The world’s first museum dedicated to pulque is planned for the city of Puebla.
The basis of this museum is the private collection of pulque paraphernalia belonging to Javier Gómez Marín, over 8,000 pieces and a library of 4,500 titles related to the beverage, its making and its history.
The new museum will be found in an old mansion in the historic center of the city and although it’s not yet open, this collection already has a history of being loaned for exhibitions and other events.
Gómez’s collection includes watercolor paintings, photographs, postcards and even a short film done by Adolf Hitler’s filmmaker Hubert Schonger. It contains the vessels and implements used for the making of pulque, from the gourd used to extract the maguey sap to vats and transport jars.
Perhaps most importantly it contains myriad pitchers, jars and mugs used for the consumption of the beverage, traditionally done in pulque bars called pulquerías. These receptacles come in a variety of materials and styles and have an artisanal history all their own. Depending on the region, pulque mugs come in green glass, ceramic and even cut and painted gourds. Many in Gómez’s collection depict aspects of Mexico’s history and culture, and most come from old pulque haciendas in various parts of the country.
Pulque is a mildly alcoholic beverage made from the sap of several agave species known as maguey, rather large plants that grow on much of the Central Mexican Plateau.
Pulque making and consumption go back far into the Mesoamerican period, about 8,500 years. By the Aztec period, its consumption was strictly limited to certain rituals and festivals, almost exclusively to the upper class.

#### Information given

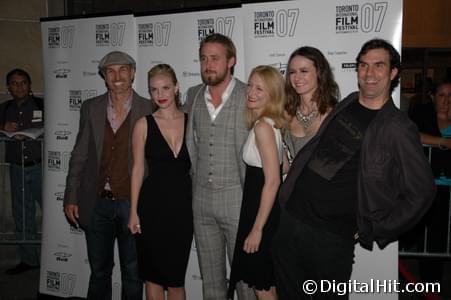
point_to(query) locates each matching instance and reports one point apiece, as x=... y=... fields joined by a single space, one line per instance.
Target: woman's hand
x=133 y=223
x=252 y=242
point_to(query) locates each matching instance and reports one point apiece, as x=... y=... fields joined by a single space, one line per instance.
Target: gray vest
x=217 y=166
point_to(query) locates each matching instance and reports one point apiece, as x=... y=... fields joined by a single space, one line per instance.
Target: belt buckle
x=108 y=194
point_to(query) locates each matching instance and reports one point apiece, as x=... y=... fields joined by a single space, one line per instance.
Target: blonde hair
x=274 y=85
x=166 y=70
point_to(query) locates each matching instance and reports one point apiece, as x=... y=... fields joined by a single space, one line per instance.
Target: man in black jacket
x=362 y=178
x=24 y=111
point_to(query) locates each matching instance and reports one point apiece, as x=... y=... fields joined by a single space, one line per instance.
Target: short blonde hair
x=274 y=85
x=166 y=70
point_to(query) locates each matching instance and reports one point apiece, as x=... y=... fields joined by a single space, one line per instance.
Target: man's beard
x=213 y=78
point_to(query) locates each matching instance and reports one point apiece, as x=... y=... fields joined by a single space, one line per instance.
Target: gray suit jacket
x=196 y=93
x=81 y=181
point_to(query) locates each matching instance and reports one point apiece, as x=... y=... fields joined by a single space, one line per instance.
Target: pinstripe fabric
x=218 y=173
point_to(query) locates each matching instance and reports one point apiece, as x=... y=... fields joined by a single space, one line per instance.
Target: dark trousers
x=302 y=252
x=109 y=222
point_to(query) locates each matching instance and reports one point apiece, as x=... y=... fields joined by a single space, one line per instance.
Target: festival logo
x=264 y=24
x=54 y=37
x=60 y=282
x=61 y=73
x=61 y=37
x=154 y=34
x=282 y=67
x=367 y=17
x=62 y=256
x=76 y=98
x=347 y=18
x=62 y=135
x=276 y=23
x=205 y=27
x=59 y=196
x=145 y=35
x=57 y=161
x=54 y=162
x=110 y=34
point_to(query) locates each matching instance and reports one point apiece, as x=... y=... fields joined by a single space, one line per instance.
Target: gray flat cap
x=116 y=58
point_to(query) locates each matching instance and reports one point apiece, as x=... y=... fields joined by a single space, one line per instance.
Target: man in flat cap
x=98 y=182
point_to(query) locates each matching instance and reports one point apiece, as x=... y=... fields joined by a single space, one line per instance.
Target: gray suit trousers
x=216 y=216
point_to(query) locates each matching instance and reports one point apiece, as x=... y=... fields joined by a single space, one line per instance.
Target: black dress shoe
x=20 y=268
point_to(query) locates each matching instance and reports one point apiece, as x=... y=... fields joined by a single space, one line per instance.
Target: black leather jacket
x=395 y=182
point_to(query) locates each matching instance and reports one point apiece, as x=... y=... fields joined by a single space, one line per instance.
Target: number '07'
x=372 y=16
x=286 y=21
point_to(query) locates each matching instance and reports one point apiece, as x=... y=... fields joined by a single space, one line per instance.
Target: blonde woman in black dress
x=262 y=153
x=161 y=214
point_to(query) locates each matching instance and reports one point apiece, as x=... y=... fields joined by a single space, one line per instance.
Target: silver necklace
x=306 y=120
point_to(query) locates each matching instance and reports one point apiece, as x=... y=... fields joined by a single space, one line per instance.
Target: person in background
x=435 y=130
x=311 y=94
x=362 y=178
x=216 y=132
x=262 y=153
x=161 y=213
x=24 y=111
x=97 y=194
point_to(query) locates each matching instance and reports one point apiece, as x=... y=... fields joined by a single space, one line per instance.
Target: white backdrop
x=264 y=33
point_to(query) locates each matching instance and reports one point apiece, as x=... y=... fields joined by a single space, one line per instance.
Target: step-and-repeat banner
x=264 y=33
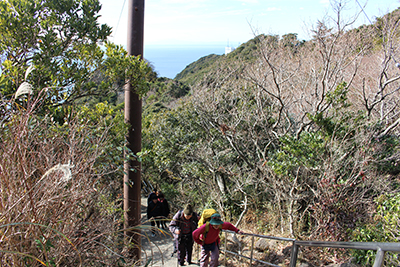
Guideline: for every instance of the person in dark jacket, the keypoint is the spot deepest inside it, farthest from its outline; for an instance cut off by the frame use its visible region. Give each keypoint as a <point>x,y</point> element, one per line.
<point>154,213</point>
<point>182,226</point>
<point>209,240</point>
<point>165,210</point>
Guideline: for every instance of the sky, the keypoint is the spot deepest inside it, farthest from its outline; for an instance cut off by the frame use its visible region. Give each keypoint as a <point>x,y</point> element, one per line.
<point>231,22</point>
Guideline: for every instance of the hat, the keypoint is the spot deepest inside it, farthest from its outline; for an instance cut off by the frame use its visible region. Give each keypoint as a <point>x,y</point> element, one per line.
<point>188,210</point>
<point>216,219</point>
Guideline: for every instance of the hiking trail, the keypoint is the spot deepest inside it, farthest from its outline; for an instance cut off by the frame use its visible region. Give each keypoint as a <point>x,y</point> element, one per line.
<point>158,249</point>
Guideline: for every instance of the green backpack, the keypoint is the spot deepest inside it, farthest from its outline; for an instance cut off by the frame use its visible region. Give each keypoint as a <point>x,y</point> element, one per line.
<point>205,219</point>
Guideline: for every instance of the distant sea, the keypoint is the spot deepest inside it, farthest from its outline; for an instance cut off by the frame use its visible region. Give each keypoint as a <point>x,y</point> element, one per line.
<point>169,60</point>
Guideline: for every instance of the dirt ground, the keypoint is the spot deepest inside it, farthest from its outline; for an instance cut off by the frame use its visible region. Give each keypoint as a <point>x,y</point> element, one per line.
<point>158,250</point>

--

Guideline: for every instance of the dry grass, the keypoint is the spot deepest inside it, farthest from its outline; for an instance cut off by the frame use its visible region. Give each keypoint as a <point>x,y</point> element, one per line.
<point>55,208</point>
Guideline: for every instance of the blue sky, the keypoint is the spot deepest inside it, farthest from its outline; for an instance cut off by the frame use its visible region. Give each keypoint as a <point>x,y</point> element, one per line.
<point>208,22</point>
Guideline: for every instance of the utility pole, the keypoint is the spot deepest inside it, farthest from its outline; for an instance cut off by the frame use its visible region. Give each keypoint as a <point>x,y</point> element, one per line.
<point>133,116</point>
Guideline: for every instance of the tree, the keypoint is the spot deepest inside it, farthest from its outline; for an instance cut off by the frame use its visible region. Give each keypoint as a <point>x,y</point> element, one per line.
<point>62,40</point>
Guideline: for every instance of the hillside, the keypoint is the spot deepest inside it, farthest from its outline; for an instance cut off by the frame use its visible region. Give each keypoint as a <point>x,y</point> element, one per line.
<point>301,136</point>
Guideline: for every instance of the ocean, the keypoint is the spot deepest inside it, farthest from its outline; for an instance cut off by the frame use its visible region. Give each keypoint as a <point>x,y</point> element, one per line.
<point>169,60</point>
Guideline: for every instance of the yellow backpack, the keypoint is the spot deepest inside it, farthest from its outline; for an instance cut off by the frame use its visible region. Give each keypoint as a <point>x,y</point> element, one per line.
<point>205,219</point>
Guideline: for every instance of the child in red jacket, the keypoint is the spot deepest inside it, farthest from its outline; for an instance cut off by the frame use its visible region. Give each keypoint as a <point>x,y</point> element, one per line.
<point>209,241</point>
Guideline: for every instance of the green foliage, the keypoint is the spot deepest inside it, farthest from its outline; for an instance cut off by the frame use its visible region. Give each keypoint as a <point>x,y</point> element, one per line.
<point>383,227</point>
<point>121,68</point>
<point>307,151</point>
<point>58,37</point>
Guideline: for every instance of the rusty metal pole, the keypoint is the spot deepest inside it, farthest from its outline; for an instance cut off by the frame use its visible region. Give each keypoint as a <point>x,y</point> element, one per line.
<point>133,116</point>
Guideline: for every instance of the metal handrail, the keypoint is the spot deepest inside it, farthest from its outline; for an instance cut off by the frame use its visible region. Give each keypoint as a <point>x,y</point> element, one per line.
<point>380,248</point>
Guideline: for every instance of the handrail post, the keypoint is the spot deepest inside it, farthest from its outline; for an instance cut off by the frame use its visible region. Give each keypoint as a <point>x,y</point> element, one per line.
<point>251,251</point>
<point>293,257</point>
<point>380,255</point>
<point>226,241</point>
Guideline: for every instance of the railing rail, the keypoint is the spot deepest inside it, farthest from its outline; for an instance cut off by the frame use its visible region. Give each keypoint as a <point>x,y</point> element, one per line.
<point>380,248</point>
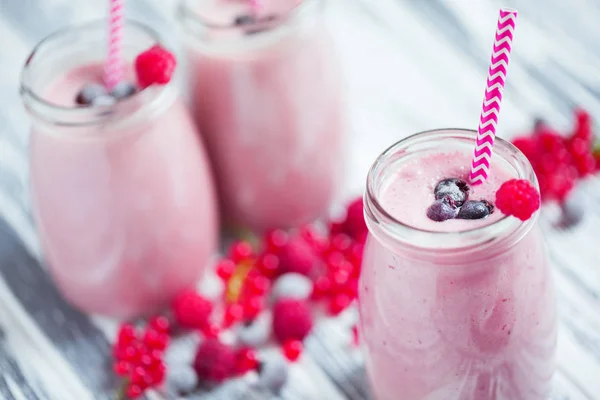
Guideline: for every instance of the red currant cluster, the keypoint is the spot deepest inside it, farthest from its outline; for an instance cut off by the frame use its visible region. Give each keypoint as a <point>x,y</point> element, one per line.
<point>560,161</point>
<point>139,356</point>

* * *

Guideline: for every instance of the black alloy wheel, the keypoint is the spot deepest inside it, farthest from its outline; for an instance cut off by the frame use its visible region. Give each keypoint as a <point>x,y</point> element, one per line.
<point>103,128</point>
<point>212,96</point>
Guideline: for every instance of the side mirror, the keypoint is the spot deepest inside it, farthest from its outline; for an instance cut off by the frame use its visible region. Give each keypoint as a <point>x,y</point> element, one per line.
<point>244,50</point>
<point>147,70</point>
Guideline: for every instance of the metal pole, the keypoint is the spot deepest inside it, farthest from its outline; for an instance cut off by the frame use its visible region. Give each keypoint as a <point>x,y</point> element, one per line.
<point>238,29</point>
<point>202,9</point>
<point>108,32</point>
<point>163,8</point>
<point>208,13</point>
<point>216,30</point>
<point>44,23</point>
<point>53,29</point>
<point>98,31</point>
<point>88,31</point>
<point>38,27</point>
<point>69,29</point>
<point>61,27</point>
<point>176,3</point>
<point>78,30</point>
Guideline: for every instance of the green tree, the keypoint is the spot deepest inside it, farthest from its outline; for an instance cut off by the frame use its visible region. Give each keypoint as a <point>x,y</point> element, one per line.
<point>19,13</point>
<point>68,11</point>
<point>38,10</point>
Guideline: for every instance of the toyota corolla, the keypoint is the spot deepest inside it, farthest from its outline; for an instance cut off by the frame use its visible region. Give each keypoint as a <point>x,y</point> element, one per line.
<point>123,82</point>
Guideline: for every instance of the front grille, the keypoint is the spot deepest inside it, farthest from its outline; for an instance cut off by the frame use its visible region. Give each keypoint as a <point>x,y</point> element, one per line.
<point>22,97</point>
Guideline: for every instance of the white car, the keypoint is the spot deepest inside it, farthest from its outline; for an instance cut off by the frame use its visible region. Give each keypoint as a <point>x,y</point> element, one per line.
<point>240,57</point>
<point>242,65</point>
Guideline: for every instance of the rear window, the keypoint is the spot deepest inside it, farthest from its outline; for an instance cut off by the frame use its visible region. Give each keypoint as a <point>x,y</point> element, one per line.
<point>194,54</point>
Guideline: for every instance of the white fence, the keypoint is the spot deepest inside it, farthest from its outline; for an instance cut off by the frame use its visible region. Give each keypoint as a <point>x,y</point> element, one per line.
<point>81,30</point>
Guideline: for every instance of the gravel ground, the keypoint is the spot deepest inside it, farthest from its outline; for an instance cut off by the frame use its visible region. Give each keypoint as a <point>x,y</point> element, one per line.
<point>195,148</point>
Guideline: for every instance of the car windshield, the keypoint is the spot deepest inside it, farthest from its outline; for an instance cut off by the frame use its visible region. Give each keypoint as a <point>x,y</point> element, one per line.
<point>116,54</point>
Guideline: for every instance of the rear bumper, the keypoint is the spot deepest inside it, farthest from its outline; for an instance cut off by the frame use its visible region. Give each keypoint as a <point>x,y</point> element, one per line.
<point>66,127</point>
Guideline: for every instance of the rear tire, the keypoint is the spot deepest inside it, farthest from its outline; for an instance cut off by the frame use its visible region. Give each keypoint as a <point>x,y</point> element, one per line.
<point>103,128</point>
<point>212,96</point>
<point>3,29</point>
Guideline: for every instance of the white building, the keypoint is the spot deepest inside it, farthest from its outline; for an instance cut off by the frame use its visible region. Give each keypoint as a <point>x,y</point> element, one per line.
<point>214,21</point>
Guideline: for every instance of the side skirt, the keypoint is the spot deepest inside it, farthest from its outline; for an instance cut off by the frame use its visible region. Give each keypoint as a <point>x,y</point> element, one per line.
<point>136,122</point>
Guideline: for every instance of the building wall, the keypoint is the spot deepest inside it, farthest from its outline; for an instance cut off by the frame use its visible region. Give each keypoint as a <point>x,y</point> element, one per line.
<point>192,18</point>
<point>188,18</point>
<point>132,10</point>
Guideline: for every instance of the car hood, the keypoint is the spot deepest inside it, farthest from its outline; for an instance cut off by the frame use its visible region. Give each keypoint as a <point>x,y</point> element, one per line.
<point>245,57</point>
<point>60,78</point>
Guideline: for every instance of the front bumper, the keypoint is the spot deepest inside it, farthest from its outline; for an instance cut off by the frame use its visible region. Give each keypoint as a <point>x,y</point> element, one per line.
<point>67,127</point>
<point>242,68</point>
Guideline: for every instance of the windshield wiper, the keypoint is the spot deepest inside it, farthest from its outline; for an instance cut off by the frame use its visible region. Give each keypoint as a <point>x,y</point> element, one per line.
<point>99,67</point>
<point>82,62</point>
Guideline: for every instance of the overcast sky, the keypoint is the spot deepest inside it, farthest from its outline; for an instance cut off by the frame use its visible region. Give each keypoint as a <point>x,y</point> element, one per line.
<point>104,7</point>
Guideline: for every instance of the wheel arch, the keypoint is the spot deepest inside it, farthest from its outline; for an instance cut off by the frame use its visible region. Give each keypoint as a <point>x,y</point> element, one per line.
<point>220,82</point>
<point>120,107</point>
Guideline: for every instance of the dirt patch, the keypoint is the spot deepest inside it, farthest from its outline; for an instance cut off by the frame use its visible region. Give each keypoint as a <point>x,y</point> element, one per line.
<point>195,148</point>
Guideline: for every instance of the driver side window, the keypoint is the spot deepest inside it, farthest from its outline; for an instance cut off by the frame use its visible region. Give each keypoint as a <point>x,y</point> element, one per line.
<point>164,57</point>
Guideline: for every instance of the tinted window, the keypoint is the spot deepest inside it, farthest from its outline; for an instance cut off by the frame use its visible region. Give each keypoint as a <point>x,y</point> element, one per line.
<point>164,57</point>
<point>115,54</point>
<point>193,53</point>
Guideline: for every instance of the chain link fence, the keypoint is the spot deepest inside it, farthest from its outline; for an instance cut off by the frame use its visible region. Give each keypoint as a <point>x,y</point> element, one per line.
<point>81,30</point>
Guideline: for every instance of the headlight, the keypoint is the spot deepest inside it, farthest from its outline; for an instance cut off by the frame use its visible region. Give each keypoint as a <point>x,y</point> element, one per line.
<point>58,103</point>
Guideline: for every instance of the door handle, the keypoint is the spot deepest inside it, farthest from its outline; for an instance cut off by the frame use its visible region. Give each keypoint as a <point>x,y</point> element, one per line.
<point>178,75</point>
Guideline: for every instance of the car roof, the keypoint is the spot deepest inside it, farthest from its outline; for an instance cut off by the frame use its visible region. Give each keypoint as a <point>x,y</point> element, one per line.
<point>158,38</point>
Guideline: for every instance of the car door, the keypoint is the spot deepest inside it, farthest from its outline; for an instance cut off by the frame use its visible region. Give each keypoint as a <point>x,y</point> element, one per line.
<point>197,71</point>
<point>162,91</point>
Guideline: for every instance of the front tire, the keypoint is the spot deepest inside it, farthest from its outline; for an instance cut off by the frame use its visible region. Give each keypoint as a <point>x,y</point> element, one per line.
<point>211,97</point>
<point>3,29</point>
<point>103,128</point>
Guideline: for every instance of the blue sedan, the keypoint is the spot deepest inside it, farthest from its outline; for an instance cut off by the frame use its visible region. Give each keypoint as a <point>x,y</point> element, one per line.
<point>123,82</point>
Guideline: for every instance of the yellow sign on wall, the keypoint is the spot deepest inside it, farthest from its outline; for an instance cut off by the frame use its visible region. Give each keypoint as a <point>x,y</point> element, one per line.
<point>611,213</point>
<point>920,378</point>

#### Task details
Could you reproduce the full pulque museum text from above, word for word?

#### Finished task
The world’s first museum dedicated to pulque is planned for the city of Puebla.
The basis of this museum is the private collection of pulque paraphernalia belonging to Javier Gómez Marín, over 8,000 pieces and a library of 4,500 titles related to the beverage, its making and its history.
The new museum will be found in an old mansion in the historic center of the city and although it’s not yet open, this collection already has a history of being loaned for exhibitions and other events.
Gómez’s collection includes watercolor paintings, photographs, postcards and even a short film done by Adolf Hitler’s filmmaker Hubert Schonger. It contains the vessels and implements used for the making of pulque, from the gourd used to extract the maguey sap to vats and transport jars.
Perhaps most importantly it contains myriad pitchers, jars and mugs used for the consumption of the beverage, traditionally done in pulque bars called pulquerías. These receptacles come in a variety of materials and styles and have an artisanal history all their own. Depending on the region, pulque mugs come in green glass, ceramic and even cut and painted gourds. Many in Gómez’s collection depict aspects of Mexico’s history and culture, and most come from old pulque haciendas in various parts of the country.
Pulque is a mildly alcoholic beverage made from the sap of several agave species known as maguey, rather large plants that grow on much of the Central Mexican Plateau.
Pulque making and consumption go back far into the Mesoamerican period, about 8,500 years. By the Aztec period, its consumption was strictly limited to certain rituals and festivals, almost exclusively to the upper class.